» EXERCISE GOAL:
Lines holding the string "shadow" in the listing below are to be copied.

ENTRIES SUPPLIED Start Marker

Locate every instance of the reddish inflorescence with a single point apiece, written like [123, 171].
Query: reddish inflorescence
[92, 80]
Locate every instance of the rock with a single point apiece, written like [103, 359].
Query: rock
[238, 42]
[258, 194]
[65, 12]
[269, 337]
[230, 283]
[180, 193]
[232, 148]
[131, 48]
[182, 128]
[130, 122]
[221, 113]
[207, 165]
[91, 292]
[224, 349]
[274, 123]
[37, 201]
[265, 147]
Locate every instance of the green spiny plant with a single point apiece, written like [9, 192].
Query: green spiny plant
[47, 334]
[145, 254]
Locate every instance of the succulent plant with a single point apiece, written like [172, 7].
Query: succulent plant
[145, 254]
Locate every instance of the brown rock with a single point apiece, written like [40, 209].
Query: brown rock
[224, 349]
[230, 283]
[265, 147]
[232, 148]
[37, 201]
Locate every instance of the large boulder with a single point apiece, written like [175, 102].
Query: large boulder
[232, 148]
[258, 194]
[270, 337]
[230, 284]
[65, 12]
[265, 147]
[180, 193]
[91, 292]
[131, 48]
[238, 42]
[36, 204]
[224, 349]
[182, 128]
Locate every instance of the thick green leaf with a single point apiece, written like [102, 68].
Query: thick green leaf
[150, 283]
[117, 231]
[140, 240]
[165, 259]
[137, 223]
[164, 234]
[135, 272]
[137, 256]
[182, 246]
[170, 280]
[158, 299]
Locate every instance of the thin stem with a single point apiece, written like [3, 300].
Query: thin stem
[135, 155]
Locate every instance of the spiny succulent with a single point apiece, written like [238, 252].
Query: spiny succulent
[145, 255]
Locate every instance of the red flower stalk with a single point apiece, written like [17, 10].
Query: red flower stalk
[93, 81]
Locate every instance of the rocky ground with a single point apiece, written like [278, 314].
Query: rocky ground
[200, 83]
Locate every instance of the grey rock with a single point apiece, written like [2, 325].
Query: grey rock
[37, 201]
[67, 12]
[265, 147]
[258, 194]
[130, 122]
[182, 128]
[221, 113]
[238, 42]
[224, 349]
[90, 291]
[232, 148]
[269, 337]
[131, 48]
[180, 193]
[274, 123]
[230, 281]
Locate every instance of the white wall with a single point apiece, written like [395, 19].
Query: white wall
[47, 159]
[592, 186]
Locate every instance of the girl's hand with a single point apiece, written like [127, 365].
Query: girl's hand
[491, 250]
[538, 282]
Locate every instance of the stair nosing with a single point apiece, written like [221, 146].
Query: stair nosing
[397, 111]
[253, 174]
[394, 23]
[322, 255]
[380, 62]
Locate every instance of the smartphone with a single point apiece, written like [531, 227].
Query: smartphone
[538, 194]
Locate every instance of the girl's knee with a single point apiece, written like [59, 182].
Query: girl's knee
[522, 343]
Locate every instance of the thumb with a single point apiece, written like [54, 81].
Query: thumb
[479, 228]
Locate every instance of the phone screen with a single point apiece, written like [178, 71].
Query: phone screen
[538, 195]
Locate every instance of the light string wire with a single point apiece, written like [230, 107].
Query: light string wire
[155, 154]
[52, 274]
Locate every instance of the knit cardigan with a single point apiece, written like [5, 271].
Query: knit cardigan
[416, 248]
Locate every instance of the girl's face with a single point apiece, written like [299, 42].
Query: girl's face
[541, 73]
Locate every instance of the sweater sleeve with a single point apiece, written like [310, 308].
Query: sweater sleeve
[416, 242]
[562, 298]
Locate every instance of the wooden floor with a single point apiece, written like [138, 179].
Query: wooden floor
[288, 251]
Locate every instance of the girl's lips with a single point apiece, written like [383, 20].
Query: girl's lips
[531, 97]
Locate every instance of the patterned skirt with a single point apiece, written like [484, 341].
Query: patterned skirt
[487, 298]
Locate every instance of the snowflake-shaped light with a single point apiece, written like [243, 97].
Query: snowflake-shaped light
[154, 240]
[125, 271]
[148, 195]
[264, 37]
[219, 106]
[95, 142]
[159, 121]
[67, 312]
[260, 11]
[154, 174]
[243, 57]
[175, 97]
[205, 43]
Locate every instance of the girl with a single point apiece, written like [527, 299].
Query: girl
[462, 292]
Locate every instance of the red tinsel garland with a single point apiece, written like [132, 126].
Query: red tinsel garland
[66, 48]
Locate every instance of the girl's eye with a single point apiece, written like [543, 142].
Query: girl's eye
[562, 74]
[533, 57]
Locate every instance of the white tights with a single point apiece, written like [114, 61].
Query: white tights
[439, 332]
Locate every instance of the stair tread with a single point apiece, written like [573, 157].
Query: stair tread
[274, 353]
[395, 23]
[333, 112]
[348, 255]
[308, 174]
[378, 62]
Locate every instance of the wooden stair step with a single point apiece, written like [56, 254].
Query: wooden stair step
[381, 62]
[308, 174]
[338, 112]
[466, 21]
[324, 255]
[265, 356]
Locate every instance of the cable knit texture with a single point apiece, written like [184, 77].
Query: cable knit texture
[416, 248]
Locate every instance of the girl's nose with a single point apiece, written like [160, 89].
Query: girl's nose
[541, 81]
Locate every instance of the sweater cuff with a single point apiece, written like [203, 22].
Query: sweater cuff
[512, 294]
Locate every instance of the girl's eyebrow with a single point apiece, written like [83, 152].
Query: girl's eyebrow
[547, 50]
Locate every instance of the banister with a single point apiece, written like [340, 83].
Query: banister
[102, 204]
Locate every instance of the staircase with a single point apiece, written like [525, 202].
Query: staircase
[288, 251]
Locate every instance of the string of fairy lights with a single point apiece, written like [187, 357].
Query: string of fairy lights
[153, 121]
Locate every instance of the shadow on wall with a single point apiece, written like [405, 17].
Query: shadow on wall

ENTRIES SUPPLIED End Marker

» OUTPUT BELOW:
Locate every instance of the shadow on wall with a single point apiece, written like [405, 17].
Query: shadow on wall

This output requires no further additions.